____ Selected excerpt

The complicated part is the testing. I'm torn as to whether to require the user to just look up the taxon ID or to let them use the genus/species name. There is always the problem of misspelling or choosing the wrong ID.

Kevboe commented 4 years ago

I spent a lot of time going through the code, and documenting the pieces that I need with both comments and more info with notes on my iPad. I created an object to serve as the name/taxon/id list. It's similar to a dictionary with a key: value where the key is the simple english name and the value is another object "dictionary" where the key is variable name and the value is the respective value for the var name and english name. What I have done to work around the issue with Jaspar and Uniprot to have two different variables, which can be the same or different depending on what is needed. I also wrote a method for reading in and setting the values for the GRNstate. It runs for both the taxon id or species name, which allows for some user error in the input from the workbook. The workbook can also be expanded to allow for a Jaspar and Uniprot id. This is where tests will need to be written and I will need help doing that. I also ran into a problem with the current test. I can leave the GRNstate vars set to yeast to allow the tests to pass, but I don't think this is proper technique. What I want to discuss is how we should update our tests and possible sample data when we have the ability to read in the species. Does it become mandatory, or a feature that may or may not be used. This will all change how the tests are written and handled. Currently, using the sample data from this thread, I can say that my method for setting worked.

________

Task requirements:
**a.** Summarize the thread excerpt in two sentences.
**b.** In the thread excerpt, what can the GRNstate variables be left set to so that the current tests pass?
**c.** Copy the passage from the thread excerpt that begins at the words "The complicated part" and stop after "the wrong ID.".
No part of the listing is needed here.

____ Provided records

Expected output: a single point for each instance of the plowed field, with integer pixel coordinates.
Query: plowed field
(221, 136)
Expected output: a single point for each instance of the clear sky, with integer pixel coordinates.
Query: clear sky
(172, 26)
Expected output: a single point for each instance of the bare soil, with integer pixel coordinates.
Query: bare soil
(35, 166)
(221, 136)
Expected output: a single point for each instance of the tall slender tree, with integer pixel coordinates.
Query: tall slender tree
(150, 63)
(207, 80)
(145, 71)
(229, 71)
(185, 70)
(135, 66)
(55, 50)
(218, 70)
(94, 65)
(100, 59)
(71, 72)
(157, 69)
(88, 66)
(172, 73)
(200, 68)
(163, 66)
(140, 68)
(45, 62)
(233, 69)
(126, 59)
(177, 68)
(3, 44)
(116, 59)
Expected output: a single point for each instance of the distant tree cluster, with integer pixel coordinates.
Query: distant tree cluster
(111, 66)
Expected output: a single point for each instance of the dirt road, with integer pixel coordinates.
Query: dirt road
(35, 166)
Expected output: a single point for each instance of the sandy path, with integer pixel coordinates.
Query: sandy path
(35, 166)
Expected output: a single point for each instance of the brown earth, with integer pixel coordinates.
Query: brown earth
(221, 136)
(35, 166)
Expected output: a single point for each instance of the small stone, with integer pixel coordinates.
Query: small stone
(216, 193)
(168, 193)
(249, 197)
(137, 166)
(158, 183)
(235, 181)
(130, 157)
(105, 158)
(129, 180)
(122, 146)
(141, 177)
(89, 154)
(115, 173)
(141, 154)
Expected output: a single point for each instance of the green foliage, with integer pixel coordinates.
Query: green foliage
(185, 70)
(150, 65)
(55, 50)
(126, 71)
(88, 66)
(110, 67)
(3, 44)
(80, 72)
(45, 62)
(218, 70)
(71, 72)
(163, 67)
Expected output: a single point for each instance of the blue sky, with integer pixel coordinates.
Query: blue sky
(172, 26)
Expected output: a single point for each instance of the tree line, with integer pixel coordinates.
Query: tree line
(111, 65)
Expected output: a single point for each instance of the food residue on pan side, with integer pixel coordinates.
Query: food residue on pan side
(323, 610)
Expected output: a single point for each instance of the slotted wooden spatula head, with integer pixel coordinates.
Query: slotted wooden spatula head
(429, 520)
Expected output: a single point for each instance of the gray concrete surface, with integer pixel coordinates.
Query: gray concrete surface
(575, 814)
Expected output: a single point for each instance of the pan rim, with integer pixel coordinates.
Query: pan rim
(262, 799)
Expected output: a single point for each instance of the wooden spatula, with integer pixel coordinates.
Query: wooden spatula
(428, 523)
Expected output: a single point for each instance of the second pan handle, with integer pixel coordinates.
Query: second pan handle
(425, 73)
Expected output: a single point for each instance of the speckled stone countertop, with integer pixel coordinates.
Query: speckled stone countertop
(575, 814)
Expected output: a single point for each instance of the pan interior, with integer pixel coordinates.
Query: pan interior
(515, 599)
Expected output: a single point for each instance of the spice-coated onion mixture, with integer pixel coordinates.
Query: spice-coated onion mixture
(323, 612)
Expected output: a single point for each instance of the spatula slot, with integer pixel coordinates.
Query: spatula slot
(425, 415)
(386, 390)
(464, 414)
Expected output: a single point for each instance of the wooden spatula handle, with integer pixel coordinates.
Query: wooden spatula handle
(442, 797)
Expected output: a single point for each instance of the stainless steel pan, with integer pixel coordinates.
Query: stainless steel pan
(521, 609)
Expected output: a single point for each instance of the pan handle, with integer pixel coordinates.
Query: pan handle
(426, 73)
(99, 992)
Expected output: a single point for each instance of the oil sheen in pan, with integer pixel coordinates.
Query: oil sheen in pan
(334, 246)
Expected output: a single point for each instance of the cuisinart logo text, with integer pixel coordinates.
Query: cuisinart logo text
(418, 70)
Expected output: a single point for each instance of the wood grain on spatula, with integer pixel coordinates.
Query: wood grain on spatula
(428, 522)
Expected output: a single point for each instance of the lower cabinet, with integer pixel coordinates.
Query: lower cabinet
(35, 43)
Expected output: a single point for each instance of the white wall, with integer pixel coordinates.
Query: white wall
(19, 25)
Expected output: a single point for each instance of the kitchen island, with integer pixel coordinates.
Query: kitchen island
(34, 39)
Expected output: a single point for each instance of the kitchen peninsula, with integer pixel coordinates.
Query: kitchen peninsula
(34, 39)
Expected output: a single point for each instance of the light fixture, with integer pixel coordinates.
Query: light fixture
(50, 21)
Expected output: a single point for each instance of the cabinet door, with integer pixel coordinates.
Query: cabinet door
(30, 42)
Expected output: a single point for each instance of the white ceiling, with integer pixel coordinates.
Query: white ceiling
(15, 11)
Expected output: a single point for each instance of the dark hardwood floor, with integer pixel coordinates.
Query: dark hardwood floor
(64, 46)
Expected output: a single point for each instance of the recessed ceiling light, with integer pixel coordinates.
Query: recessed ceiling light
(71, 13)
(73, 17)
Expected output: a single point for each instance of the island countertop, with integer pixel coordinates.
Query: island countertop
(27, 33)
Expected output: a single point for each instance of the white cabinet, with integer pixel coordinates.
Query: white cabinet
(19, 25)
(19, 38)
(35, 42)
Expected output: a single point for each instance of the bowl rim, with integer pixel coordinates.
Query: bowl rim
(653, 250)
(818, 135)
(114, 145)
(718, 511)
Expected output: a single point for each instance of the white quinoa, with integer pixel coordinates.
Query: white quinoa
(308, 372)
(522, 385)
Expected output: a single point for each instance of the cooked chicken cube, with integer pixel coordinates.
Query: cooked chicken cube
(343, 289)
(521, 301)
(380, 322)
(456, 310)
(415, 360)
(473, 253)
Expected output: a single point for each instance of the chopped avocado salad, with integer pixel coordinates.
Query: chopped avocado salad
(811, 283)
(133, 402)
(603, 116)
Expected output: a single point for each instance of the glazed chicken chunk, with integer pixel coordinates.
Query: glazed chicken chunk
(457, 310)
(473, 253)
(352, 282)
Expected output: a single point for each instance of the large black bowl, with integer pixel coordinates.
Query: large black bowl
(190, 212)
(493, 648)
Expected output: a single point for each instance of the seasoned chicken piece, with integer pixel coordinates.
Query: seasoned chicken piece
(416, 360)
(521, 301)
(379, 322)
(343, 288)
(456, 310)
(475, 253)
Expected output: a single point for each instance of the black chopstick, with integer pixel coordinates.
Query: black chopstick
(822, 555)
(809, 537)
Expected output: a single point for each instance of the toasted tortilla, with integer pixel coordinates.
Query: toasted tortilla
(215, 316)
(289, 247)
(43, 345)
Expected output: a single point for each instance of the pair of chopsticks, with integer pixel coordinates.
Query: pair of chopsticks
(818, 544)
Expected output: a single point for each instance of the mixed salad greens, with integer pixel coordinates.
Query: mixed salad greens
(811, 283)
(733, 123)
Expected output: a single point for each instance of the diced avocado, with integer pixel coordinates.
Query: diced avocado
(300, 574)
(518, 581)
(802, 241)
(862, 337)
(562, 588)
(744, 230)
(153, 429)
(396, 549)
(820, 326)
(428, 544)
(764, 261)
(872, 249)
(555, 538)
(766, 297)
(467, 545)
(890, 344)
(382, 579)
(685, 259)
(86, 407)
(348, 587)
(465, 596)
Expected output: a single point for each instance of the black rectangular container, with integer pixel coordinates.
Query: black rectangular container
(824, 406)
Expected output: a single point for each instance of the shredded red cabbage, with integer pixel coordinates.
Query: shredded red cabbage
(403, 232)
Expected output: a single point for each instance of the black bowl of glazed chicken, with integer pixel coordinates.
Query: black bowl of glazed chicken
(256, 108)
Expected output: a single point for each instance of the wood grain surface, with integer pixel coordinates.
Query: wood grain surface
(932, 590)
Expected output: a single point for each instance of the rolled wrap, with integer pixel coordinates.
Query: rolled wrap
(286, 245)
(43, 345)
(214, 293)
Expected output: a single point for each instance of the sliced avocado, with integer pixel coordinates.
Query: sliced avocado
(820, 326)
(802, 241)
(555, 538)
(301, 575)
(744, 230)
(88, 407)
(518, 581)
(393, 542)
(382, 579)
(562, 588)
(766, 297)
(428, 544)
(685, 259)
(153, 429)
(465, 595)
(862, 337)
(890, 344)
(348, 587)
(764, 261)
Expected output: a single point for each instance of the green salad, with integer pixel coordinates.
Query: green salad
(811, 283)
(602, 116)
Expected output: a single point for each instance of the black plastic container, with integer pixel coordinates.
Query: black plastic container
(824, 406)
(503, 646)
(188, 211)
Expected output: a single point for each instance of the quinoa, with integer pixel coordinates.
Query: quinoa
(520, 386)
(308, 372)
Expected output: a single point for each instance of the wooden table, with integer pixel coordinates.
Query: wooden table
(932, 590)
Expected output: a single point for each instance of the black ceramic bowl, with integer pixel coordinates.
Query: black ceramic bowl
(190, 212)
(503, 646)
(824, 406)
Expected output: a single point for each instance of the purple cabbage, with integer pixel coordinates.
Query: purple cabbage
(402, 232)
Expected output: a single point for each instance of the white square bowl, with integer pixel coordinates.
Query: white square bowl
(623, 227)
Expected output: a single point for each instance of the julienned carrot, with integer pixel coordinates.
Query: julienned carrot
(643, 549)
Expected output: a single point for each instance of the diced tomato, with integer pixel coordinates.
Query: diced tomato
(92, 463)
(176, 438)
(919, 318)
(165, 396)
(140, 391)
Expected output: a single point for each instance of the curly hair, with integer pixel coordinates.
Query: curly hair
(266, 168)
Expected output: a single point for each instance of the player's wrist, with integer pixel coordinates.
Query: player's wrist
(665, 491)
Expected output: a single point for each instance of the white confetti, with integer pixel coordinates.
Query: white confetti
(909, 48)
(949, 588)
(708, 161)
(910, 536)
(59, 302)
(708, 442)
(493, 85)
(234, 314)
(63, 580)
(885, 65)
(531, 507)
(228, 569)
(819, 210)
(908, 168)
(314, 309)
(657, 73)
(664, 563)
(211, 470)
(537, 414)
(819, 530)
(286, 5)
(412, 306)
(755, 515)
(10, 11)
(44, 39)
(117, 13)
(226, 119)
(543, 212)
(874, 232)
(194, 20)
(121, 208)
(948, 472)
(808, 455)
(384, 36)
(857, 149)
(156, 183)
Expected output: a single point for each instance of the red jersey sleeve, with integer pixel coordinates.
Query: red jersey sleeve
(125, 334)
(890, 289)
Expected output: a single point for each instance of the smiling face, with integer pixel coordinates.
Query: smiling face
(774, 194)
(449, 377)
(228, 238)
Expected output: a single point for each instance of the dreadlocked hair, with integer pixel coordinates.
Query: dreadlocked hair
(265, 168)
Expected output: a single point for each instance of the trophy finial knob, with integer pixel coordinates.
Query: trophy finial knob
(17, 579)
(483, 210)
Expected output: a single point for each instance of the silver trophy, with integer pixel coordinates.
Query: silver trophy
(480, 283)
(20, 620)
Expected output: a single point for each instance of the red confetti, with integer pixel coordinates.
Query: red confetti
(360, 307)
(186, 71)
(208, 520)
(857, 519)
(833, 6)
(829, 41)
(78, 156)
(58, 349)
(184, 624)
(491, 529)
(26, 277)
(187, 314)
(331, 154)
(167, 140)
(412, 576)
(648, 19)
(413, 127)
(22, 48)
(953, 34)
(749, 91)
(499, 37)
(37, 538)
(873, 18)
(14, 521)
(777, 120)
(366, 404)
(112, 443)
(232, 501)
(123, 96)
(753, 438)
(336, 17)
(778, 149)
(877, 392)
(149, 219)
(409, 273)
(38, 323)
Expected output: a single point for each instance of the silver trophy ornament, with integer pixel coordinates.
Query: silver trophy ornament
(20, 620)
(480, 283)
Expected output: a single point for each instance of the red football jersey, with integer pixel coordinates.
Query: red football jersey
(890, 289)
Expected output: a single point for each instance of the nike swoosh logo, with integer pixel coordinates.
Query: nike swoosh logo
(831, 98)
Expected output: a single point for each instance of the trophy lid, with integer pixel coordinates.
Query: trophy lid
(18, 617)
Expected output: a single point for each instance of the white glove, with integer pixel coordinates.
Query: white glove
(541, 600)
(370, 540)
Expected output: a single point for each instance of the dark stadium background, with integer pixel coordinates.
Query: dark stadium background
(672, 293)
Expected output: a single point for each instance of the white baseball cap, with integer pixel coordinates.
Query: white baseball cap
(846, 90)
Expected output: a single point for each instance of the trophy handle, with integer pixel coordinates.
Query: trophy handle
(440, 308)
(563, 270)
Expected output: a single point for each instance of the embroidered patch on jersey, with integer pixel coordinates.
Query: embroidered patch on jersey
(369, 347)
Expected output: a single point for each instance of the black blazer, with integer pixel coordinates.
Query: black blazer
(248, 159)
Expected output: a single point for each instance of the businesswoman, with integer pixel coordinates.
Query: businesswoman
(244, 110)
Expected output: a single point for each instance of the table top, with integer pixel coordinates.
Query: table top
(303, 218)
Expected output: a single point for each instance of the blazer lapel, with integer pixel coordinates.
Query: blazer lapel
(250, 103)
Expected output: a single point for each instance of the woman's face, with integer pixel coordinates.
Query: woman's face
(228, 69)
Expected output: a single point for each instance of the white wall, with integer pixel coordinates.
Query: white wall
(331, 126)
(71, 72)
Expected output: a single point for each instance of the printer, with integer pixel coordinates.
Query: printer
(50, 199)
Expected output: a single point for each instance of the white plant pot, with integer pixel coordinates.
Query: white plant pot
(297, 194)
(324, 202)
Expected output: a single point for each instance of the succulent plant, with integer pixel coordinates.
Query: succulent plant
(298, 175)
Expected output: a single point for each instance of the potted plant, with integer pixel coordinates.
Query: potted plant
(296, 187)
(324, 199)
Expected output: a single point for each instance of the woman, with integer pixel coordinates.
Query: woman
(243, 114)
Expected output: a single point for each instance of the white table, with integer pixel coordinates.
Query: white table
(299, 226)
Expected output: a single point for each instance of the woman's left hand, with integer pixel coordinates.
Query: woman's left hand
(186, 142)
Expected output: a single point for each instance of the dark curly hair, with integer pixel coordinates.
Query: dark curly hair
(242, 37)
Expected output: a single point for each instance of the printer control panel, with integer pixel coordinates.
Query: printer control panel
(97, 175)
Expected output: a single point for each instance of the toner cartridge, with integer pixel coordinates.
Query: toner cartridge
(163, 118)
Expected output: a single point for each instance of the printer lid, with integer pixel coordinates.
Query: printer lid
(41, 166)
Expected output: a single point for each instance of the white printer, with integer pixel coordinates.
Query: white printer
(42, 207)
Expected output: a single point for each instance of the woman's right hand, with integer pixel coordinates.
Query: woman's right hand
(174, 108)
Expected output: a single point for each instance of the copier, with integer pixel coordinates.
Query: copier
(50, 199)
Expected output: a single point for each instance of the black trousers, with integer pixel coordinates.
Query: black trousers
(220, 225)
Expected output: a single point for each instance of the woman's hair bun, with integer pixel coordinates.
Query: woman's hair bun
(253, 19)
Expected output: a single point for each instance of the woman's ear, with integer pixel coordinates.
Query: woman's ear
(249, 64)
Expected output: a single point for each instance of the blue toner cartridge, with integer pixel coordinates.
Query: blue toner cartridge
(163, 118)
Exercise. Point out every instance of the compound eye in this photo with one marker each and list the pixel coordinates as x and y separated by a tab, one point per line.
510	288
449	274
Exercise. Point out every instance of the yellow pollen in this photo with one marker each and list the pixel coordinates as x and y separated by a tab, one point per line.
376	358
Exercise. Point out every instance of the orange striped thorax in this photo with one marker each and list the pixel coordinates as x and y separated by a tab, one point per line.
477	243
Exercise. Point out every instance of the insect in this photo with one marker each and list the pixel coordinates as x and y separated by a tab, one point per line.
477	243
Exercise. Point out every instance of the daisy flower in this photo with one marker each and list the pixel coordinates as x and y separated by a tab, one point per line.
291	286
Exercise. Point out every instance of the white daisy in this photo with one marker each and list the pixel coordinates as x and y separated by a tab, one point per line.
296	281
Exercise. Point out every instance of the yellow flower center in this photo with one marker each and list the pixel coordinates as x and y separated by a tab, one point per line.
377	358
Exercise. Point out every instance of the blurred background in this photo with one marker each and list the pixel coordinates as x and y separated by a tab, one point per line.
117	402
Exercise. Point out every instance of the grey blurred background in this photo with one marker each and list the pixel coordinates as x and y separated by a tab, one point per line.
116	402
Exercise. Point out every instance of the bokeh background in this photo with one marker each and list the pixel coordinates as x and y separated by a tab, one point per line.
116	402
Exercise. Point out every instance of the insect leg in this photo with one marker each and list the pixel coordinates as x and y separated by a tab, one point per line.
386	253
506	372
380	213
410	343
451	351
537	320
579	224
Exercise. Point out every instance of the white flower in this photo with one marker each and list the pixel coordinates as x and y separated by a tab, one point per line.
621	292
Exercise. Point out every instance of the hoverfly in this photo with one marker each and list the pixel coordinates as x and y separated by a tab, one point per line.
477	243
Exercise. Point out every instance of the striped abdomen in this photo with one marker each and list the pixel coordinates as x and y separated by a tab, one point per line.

________

Set of answers:
**a.** The writer made an object that maps simple English names to taxon and ID values, used two separate variables for Jaspar and Uniprot, and wrote a method that sets the GRNstate values from either a taxon ID or a species name. The writer needs help writing tests, notes that leaving the GRNstate variables set to yeast to pass the current test doesn't seem proper, and wants to discuss whether reading in the species should be mandatory or optional.

**b.** Yeast.

**c.**
The complicated part is the testing. I'm torn as to whether to require the user to just look up the taxon ID or to let them use the genus/species name. There is always the problem of misspelling or choosing the wrong ID.